Labeled-object pointing entries
________________

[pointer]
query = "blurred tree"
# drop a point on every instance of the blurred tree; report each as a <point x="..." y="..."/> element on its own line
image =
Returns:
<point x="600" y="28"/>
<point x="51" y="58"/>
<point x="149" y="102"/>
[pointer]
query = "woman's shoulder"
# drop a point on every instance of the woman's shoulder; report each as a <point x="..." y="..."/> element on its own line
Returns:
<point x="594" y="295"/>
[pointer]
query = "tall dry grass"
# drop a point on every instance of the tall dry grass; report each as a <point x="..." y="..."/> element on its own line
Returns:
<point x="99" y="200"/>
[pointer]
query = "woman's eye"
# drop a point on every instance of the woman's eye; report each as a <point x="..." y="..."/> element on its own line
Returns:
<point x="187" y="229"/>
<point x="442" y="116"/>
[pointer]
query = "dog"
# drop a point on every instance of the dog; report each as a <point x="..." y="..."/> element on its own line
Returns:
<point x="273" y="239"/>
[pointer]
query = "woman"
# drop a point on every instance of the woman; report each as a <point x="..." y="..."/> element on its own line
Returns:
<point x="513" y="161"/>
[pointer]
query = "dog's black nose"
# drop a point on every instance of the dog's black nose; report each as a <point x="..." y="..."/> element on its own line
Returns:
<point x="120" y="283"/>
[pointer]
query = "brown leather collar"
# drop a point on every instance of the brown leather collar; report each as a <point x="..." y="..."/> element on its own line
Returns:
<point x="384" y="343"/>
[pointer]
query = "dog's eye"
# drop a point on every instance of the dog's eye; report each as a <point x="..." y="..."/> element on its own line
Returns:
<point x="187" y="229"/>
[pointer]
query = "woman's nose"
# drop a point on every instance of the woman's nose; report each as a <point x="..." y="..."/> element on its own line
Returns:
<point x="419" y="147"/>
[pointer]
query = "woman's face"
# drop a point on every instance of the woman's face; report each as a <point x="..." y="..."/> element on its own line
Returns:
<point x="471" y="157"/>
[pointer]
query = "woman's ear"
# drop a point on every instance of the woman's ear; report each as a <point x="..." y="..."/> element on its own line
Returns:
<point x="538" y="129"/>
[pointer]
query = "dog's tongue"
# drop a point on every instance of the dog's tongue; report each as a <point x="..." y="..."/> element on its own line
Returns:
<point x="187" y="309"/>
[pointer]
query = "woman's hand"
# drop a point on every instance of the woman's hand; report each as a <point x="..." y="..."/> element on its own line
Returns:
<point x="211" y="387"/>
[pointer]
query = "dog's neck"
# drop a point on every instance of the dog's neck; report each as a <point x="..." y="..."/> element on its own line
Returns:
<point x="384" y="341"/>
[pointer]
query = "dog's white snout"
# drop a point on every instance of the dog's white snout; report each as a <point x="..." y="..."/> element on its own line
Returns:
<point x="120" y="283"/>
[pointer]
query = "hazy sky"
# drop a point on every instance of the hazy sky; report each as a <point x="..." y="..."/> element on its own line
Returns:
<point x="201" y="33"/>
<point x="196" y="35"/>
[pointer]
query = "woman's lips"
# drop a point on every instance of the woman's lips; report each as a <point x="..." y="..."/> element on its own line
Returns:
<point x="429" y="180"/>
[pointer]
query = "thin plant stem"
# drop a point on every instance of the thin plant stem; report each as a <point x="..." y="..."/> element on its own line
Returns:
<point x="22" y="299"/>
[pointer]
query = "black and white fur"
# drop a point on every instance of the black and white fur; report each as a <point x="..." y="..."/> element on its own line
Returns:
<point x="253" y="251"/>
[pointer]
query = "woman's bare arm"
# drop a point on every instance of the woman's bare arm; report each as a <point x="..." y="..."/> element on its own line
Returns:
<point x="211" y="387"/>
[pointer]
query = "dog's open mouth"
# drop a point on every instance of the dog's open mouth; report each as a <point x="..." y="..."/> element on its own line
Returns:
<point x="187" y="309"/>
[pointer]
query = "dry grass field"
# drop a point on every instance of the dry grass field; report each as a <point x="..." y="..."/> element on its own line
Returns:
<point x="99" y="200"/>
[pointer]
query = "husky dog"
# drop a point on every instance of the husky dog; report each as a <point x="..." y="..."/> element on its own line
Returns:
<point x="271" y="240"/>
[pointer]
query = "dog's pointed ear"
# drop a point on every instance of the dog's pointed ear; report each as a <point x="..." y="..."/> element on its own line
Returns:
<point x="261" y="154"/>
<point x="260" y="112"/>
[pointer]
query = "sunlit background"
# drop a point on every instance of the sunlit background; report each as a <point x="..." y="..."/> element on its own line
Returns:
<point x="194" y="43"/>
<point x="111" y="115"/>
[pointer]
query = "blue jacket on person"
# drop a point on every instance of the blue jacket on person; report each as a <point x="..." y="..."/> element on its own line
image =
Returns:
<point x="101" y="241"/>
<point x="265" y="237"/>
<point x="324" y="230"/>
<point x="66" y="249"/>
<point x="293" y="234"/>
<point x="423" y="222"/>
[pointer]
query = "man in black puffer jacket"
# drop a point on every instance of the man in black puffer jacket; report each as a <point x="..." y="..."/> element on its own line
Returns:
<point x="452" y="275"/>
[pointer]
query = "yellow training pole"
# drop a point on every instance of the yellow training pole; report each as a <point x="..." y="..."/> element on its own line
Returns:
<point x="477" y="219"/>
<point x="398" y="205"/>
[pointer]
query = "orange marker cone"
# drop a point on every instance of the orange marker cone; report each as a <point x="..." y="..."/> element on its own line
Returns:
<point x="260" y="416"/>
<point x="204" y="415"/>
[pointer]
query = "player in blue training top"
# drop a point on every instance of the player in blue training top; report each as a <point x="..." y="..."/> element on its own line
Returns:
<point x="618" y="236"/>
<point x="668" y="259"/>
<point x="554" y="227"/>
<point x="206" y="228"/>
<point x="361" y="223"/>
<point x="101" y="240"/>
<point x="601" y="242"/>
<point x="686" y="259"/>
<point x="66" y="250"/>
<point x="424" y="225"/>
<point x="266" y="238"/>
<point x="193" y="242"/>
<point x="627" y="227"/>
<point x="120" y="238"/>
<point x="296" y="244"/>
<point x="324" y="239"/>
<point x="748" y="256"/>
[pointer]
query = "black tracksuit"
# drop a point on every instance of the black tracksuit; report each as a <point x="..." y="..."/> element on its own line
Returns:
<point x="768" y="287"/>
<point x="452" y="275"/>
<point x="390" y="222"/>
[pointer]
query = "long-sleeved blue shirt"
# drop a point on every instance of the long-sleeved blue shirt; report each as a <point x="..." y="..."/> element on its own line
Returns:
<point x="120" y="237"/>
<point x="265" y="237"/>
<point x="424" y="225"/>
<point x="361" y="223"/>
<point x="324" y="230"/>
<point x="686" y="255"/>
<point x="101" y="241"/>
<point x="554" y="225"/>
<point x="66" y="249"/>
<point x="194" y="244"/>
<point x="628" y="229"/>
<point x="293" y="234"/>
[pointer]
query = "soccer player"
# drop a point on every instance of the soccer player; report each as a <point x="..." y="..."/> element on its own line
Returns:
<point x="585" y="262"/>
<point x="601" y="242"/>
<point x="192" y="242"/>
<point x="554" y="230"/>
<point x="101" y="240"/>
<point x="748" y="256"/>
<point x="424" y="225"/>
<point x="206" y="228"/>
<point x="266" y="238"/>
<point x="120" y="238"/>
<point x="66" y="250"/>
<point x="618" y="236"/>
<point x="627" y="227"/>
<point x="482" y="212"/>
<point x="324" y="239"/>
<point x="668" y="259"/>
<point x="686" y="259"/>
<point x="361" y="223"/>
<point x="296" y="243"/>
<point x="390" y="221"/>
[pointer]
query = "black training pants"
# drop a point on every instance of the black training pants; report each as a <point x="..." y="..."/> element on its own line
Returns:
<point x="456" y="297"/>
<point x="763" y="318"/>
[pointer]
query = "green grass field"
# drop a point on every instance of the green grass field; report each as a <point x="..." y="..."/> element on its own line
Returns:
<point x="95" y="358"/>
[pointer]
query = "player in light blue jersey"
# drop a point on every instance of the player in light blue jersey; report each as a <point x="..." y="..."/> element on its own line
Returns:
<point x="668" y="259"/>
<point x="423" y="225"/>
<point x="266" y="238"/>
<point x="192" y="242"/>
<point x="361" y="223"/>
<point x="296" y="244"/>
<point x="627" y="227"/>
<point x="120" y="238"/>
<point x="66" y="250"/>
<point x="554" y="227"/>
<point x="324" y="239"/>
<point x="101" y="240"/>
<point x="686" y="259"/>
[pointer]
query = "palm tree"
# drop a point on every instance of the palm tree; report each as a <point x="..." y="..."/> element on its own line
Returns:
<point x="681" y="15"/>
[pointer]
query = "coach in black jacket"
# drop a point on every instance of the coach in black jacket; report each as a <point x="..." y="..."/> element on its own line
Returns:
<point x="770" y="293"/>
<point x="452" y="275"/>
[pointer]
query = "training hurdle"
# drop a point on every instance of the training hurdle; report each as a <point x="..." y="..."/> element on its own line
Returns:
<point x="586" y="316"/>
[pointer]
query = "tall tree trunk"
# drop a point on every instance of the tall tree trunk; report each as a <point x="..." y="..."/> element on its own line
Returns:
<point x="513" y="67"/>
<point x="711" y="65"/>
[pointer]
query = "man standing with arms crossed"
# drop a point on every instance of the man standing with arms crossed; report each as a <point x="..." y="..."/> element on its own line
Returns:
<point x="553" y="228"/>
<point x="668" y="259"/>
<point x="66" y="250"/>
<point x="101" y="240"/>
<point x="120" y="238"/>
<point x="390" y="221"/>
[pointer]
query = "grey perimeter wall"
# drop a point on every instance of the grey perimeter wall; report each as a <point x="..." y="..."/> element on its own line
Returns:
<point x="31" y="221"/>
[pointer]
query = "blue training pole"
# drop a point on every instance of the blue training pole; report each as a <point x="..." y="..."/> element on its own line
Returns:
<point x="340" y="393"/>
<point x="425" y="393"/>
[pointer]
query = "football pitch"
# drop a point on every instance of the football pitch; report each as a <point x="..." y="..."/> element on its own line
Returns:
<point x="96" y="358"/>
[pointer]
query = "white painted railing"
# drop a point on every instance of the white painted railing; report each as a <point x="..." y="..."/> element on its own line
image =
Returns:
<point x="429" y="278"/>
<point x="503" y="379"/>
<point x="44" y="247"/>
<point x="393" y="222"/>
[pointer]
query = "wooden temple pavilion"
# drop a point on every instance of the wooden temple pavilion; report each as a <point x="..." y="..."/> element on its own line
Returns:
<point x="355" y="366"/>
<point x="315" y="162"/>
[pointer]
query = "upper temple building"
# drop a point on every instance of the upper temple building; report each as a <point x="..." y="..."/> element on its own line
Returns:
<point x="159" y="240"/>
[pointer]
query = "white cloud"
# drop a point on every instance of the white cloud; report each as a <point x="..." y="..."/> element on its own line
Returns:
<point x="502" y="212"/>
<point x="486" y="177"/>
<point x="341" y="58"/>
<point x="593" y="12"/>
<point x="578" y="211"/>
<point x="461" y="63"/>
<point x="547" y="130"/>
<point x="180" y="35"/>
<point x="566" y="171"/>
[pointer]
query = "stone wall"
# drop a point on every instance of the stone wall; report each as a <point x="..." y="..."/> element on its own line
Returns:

________________

(JOB) Locate every line in the material above that contains the word "wall" and copy each one out.

(RESULT OF THIS EXERCISE)
query = "grey perimeter wall"
# drop a point on every instance of the grey perimeter wall; report each as a <point x="..." y="..."/> element on its own line
query = "stone wall"
# drop a point on every instance of the stone wall; report each as a <point x="..." y="..."/> element on its own line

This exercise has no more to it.